[Trecho fornecido]

Um ano sem Tainara dos Santos: feminicídio de jovem quilombola é lembrado em Aula Pública na Câmara de Cachoeira(BA)

Familiares e ativistas cobram justiça por Tainara e denunciam a negligência sistêmica do Estado contra mulheres negras da Bahia
Por Adriane Rocha | Redação Odara
A Câmara Municipal de Cachoeira (BA) foi marcada por um ato de dor e cobrança na manhã desta quinta-feira (9). Um ano após o feminicídio de Tainara dos Santos, jovem negra, de 27 anos, mãe, trancista e quilombola de Acutinga Montecho (BA). Familiares, amigas e ativistas de organizações de mulheres negras se reuniram em uma aula pública para exigir justiça e denunciar a negligência do Estado diante das vidas de mulheres negras e quilombolas na Bahia.
Tainara foi vista pela última vez acompanhada por homens desconhecidos em uma lan house e, mais tarde, em uma praça, com o ex-marido, George Anderson Santos, com quem teve um relacionamento de seis anos, marcado por brigas e agressões. Meses antes do desaparecimento, Tainara chegou a registrar queixa contra ele, denunciando o relacionamento abusivo e as violências sofridas.
Em um depoimento emocionado, Itamara dos Santos, irmã de Tainara, descreveu a ausência de amparo do poder público: “Um ano depois, a gente acaba revivendo tudo o que aconteceu. Só muda o dia. […] A gente estaria esquecida, sem respostas se não fosse o apoio dos movimentos de Mulheres Negras.”

[Material fornecido]

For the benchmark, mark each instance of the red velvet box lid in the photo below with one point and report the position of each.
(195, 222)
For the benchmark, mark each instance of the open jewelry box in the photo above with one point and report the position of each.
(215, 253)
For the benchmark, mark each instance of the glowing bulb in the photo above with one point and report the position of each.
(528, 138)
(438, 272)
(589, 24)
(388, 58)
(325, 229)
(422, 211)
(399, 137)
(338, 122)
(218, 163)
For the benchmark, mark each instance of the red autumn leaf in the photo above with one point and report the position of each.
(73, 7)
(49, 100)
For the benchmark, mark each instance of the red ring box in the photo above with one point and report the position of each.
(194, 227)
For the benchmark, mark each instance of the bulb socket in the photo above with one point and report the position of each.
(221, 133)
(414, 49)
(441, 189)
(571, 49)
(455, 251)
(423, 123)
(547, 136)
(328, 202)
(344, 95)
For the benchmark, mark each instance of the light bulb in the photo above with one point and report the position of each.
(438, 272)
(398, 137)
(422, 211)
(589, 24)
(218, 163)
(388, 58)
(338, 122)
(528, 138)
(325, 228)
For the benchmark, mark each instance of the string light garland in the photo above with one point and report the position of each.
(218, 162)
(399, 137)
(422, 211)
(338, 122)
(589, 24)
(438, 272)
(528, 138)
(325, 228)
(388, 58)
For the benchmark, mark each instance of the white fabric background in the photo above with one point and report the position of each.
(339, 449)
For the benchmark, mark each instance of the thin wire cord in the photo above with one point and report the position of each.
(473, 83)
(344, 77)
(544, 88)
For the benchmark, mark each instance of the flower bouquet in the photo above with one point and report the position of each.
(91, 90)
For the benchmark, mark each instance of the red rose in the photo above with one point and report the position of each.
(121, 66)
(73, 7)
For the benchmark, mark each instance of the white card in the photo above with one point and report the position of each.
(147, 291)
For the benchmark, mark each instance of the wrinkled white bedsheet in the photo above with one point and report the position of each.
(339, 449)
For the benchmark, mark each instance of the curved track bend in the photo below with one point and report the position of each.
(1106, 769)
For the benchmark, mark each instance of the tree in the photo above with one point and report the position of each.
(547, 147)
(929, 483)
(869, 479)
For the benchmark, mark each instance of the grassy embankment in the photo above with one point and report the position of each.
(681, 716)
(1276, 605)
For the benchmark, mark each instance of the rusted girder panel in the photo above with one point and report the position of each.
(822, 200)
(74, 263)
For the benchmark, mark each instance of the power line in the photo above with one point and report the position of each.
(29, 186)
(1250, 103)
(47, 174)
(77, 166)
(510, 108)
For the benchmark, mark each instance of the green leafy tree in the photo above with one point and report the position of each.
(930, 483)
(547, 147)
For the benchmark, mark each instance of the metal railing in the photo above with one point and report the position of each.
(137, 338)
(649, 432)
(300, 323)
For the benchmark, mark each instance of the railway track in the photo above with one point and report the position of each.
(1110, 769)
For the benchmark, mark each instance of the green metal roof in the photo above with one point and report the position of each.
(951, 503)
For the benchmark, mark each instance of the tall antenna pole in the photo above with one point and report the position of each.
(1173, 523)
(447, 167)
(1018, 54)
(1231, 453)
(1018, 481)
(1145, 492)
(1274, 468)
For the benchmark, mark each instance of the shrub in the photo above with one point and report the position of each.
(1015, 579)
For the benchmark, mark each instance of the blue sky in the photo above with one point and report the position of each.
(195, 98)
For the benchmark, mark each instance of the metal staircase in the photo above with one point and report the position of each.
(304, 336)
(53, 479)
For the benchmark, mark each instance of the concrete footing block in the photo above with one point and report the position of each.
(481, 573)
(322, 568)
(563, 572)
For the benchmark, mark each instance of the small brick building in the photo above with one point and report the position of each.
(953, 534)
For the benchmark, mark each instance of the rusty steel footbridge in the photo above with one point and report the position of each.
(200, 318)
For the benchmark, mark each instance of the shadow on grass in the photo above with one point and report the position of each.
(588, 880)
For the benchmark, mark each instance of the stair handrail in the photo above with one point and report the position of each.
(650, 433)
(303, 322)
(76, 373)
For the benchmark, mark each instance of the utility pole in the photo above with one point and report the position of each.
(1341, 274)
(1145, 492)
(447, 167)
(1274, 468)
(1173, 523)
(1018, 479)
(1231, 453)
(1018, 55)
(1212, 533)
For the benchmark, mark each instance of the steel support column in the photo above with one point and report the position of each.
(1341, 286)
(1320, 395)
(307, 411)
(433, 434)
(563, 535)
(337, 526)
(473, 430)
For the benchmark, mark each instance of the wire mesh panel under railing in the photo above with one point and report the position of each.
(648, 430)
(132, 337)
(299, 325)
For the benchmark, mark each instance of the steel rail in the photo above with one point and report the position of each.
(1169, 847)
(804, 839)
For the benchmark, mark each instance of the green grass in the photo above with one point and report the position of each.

[Enunciado da tarefa]
Responda às perguntas a seguir com base no trecho fornecido.
(a) Que idade tinha Tainara dos Santos?
(b) Quanto tempo durou o relacionamento de Tainara com o ex-marido?
(c) Qual é o parentesco de Itamara dos Santos com Tainara?

[Resposta]
(a) 27 anos.
(b) Seis anos.
(c) É irmã de Tainara.